Write a continuation of the restaurant review of Les Frères Jacques, picking up after its final sentence.

— Begin Supplied text —

Les Frères Jacques has a reputation as an expensive place and when you look down the lunch menu, which is a mirror of the evening offering, you can see why. Yes, there may be a special two- or three-plate deal but there are enough extras to rival a crowd scene from Ben Hur. My native oysters are €10.50 extra. The "signature" dish, sole meunière, is a hefty €15 extra. So an €18 bargain lunch quickly turns into a €43.50 blow-out.

The good news is that wines with a Monday or Tuesday lunch are half price, only by the bottle mind, not by the glass. We choose a bottle of Rully, a French chardonnay which promises a palate of, among other things, “crushed stones, grapefruit, butter and nuts”, which gets a nomination in the Ridiculous Tasting Notes awards for 2013. Despite this, it’s delicious.

And the point is it’s not 2013 in Les Frères Jacques. With the food they serve here, you could be in Zenon Geldof’s 1920s Dame Street restaurant Cafe Belge (now a chipper), or in Jammet’s with a Beatle dining in one corner. We are in a place that is unapologetically, time-warpingly old-fashioned and as French as a Pixar movie about a French restaurant.

You can picture Quirke and Phoebe dining here in one of John Banville’s 1950s Benjamin Black books. And Quirke would claim he’s not drinking because he’s only having white wine.

And they do the classics well. Warm French bread has the proper biscuity crunch to its crust and tastes a world away from the rubbery sticks we call baguettes. A duck confit (€3.50 extra, folks) on a potato galette with an onion marmalade has that sweet-savoury thing nailed, with salty, crisp-skinned duck and onions that have been sugared to ramp up their natural sweetness. I get six native oysters (one big fella and five tiddlers) with a pot of shallot vinegar and a muslin-wrapped lemon. They’re creamy and luscious as wild oysters – which grow more slowly than farmed ones – tend to be.

— End Supplied text —
— Begin Stored data —

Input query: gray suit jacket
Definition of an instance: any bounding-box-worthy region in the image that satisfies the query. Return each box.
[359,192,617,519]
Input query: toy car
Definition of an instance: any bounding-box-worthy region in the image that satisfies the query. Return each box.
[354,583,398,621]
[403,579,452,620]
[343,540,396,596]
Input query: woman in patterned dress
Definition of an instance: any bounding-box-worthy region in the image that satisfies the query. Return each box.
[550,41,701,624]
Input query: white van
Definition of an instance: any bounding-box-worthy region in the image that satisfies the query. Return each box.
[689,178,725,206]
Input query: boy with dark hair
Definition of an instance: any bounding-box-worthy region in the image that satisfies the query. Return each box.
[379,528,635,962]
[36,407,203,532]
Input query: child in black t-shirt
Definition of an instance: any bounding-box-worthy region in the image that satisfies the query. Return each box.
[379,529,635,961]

— End Stored data —

Written response:
Sole meunière is the epiphany dish that set Julia Child on her French cooking adventure. That’s how classic it is. Here, it swims to you on a fish-shaped plate in a sea of melted brown butter with parsley. It’s a nice whole piece of black sole, but the side vegetables are a real letdown – green beans, broccoli and a peeled spud that tastes of dishwater. They’re veg of ye-olden-times when no one cared about veg. A beef en croute, with a lamb cutlet (€9 extra) is competently cooked meat, still pink in the middle of its crisp pastry lagging jacket. Sadly, it too comes with the Vegetables that Time Forgot.

A chocolate mousse served in a cupcake ceramic is grainy and tastes like it might have split, although it has a lovely smooth Cointreau crème anglaise in a jug for compensation.

“Who eats lunch like this anymore?” my husband asks, leaning back in a butter, cream and wine daze. The answer that day is no one, apart from us and a young female American intern (in an empty restaurant you hear everything, including the phone conversation the waiter has about the bins). You step back out into the laneway and the 21st century. Do they care about being dated and cartoonishly French? I think, like an Edith Piaf tribute act, probably not.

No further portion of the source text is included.